Fitzhugh-Watts Mill Forges Pioneer Spirits For Over a Century

Earliest known photograph of Fitzhugh-Watts Mill from 1898

Tucked away on the banks of Indian Creek are the remnants of what once was a center of considerable activity. Pioneers from all over the southern Jackson Co. area would hitch up their wagons and take the journey to the mill at current-day 103rd and State Line to grind their flour and corn. Other pioneers on their journey out West got wind of the goings-on at Indian Creek and made a special stop there to round up supplies before embarking on their several months’ journey into the abyss of the American frontier.

A drawing by Vernon Hampton in the Kansas City Star
of Watts Mill published in 1939.
What we refer to today as Watts Mill, thanks in part to the shopping center named in its honor, was of major importance in the early history of the area. To have a mill on the edge of “modern” civilization was paramount. Today, the stone remains at the very location of the mill leaves us imagining the incredible stories and lives of the pioneers that once coveted this location.

Well before it was coined “Watts Mill,” it was referred to as “Fitzhugh’s Mill.” In 1832, John Fitzhugh (1792-1878) and his brother, George (1790-1863), patented 40 acres on Indian Creek. The rushing waters, limestone edges and waterfall proved to be a perfect location for a sawmill. They dammed up Indian Creek and took a gamble on the edge of civilization, using hand-hewn native oak and walnut to erect Fitzhugh’s Mill- one year before Westport was platted and 20 years before Kansas City was founded.

This mill was the place to be.

In a short amount of time, Fitzhugh’s Mill became a gathering place. Its success as a sawmill led way to replace it to a gristmill, so they imported millstones from France and changed their operation. This became a central location for the Native Americans and early settlers to trade furs, ground meal and flour, and “catch up” on the endeavors of newly-settled pioneers. Word of mouth was the foundations of this mill, and it wasn’t long before travelers on the Santa Fe Trail started to stop at Fitzhugh’s Mill before their long journey into the Wild West.

In May 1843, Fitzhugh’s Mill is mentioned by name in the diary of James Nesmith as he and 800 pioneers gathered at this very location en route to Oregon and California. This was one of the very first wagon trains documented, with approximately 125 wagons heading West. Travelers camped along the banks of Indian Creek, utilized the power of the mill to ground supplies, and took off into the frontier.

▶ **SHORT PROBLEM A**
From the Fitzhugh-Watts Mill history, reproduce the stretch from "Tucked away on" through "the American frontier.".
▶ **SHORT PROBLEM B**
For each statement, say whether the Fitzhugh-Watts Mill history agrees with it, answering yes or no and quoting the deciding words: (i) John Fitzhugh and his brother George patented 40 acres on Indian Creek in 1832. (ii) The millstones for the gristmill came from England. (iii) The wagon train of May 1843 had roughly 125 wagons.
▶ **SHORT PROBLEM C**
Write the next part of the Fitzhugh-Watts Mill history, picking up after its final sentence.

▶ **DATA SHOWN**
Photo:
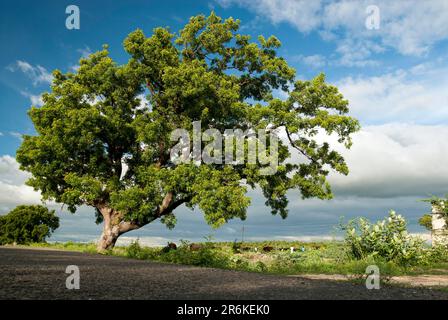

▶ **RESPONSE A**
Tucked away on the banks of Indian Creek are the remnants of what once was a center of considerable activity. Pioneers from all over the southern Jackson Co. area would hitch up their wagons and take the journey to the mill at current-day 103rd and State Line to grind their flour and corn. Other pioneers on their journey out West got wind of the goings-on at Indian Creek and made a special stop there to round up supplies before embarking on their several months’ journey into the abyss of the American frontier.

▶ **RESPONSE B**
(i) Yes: "In 1832, John Fitzhugh (1792-1878) and his brother, George (1790-1863), patented 40 acres on Indian Creek."
(ii) No: "they imported millstones from France"
(iii) Yes: "with approximately 125 wagons heading West"

▶ **RESPONSE C**
The Fitzhugh’s sold their interest in the mill to James Hunter and Duke Simpson of Westport in 1842. In 1845, the Fitzhugh’s opted to travel south to Texas for new land and opportunity. They continued their success of mill operation in Collin Co., Tex., where they opened a new sawmill that was said to have built all of the county.

A marker at the location of Lone Elm
Campground at Lone Elm Park,
Olathe, Ks. Photo courtesy of
William Fischer, Jr.
Hunter and Simpson sold their interest in the mill in 1846 to Albert Boone (famed as the first owner of what is now Kelly’s in Westport) and James Hamilton.

Another pioneer diary of the time that has survived mentions Fitzhugh’s Mill as well. Susan Magaffin, in 1846 or 1847, traveled the Santa Fe Trail bound for New Mexico. She wrote, “Preparing to camp at Lone Elm. This is the first camp from [Fitzhugh’s], which is on the border of Missouri and the place at which our wagons stayed the night before.” Lone Elm, where she was approaching while writing in her diary, was a location about four miles south of Olathe, Ks.

Most likely just looking for business opportunity, the owners, Simpson and Hunter, first leased and then sold the mill in 1850 to Anthony Benaugh Watts (b. 1788), a miller from St. Charles, Mo.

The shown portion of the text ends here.